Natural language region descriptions
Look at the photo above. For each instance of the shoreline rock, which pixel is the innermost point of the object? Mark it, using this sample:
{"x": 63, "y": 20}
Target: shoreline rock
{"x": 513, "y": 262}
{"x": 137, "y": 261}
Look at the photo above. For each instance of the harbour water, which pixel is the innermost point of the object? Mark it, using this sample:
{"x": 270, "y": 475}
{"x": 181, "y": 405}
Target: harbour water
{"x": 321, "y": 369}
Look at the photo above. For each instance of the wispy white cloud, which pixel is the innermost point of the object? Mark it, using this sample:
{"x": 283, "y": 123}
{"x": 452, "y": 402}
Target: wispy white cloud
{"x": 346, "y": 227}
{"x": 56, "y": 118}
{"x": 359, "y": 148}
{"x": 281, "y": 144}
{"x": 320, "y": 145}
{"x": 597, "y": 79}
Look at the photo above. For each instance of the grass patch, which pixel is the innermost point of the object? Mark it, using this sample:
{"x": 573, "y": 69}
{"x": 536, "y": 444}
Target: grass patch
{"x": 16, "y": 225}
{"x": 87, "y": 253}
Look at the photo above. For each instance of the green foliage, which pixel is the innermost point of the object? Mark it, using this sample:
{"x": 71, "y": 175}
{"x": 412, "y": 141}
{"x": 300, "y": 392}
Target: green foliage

Your instructions: Within the entries, count the lines containing the string "point" and state nothing but the result.

Solution to this exercise: 5